Reproduce the lines from the one containing "Annotate the sage" through the end of the lines below, raising every coordinate in the answer points by 112 and keeping all other lines unchanged.

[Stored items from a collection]
---------------

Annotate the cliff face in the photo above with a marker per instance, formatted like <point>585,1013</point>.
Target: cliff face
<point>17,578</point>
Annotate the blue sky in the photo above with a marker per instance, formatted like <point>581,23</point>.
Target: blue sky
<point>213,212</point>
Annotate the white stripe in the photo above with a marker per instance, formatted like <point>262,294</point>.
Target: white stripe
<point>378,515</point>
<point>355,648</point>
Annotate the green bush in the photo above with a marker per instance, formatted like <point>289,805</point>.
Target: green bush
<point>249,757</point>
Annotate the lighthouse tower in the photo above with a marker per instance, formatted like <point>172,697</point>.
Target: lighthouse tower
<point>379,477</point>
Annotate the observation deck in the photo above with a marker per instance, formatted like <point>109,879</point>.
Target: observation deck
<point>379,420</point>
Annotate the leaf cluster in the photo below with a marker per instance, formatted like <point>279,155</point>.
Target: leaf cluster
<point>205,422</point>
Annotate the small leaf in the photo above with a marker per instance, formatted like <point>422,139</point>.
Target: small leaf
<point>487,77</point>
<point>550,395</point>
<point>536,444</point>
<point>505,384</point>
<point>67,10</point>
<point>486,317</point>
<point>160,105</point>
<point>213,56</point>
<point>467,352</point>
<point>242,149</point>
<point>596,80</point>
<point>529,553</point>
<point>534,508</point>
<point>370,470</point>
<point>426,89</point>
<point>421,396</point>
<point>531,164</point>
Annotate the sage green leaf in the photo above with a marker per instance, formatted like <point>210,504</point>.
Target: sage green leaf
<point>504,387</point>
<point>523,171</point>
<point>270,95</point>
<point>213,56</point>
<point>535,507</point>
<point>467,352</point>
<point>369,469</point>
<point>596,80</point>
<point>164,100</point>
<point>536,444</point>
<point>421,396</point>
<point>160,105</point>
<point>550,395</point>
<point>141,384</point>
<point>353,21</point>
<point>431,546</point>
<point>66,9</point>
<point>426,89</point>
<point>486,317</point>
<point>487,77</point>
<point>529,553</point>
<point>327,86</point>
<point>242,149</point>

---------------

REPLY TO THE TASK:
Annotate the sage green leaf in the photo above with a marker per instance, formatted like <point>210,504</point>.
Target: sage green leaf
<point>616,499</point>
<point>635,283</point>
<point>382,207</point>
<point>325,168</point>
<point>647,619</point>
<point>579,464</point>
<point>481,581</point>
<point>708,192</point>
<point>276,212</point>
<point>648,556</point>
<point>533,508</point>
<point>272,217</point>
<point>662,507</point>
<point>253,496</point>
<point>465,133</point>
<point>543,658</point>
<point>178,121</point>
<point>538,201</point>
<point>598,429</point>
<point>599,189</point>
<point>641,665</point>
<point>439,198</point>
<point>354,261</point>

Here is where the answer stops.